■ Exercise aim: From the line that includes "Tag one point on every instance of the fox" to the last line of the records, inclusive, repeat each line exactly.

(begin)

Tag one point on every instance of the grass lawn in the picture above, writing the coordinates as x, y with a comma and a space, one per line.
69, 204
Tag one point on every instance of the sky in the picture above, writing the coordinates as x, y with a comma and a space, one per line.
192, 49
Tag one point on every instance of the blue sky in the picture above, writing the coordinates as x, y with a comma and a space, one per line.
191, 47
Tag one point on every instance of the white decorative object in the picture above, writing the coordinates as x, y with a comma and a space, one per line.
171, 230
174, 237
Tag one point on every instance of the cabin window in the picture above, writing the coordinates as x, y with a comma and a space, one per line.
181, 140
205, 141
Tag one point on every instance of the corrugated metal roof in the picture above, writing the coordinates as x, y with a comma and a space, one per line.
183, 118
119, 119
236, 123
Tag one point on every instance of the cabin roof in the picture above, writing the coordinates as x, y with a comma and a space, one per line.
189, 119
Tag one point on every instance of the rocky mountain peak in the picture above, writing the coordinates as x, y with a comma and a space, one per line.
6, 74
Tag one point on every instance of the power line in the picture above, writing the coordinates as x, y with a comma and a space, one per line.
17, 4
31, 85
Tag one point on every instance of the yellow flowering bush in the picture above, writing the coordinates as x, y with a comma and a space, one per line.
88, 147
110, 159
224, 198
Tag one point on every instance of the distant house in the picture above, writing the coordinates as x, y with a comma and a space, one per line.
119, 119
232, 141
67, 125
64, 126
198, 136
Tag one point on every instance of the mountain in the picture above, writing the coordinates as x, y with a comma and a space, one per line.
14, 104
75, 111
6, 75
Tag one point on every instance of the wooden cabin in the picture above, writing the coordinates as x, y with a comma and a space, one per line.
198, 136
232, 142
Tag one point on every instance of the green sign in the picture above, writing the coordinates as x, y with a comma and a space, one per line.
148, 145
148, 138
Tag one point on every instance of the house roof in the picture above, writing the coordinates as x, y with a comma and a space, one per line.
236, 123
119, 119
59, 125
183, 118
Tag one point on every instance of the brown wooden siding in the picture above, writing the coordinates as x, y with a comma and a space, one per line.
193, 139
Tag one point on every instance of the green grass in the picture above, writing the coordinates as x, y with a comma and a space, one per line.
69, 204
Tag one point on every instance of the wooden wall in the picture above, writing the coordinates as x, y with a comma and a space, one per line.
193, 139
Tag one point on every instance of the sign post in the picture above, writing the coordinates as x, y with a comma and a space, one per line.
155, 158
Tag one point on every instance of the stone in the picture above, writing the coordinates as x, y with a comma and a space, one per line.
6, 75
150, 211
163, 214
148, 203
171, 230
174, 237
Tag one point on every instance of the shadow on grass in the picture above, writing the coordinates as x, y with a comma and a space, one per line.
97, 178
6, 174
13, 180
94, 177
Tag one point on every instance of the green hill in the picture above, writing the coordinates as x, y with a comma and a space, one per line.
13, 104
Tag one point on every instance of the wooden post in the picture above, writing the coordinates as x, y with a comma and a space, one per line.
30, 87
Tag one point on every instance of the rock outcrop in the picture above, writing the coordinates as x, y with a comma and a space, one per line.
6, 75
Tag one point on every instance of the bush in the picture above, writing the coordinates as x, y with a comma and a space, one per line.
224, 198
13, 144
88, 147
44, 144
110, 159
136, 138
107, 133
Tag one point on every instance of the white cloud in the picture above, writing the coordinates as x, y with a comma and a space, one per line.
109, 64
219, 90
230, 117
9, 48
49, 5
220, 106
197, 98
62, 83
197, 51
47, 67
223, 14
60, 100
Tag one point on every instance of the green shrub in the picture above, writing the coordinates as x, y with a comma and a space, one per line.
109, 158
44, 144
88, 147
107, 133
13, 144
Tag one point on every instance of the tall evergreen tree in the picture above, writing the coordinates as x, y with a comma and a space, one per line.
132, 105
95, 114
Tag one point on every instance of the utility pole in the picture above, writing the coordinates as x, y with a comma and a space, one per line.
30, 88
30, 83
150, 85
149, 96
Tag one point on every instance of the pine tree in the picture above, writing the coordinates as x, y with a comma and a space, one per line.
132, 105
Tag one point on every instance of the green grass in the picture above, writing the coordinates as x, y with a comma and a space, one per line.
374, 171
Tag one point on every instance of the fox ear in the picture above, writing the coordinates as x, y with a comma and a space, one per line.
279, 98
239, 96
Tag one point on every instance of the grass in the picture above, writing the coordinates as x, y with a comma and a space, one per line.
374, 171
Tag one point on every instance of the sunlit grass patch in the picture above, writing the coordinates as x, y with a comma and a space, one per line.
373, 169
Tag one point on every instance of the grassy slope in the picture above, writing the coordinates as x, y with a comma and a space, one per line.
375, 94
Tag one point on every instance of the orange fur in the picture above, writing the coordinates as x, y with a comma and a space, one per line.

(end)

■ Reply:
Tag one point on every instance of the fox ear in the picture above, writing the coordinates as x, y with a comma and a space, one per line.
279, 98
239, 96
Tag one point on every instance of the grass in the picture above, writing the coordinates as x, y with a comma and a space, one per line.
374, 171
Tag one point on every instance of the sunlit grass patch in the picture above, writing the coordinates as x, y with a comma and a space, one per line.
373, 169
Tag one point on every instance of the grassy slope in the picture above, writing the coordinates as x, y with a comma and a space, one per line.
375, 94
Tag one point on every instance of the orange fur in the picture above, writing the coordinates as x, y with a comma and a space, one per line.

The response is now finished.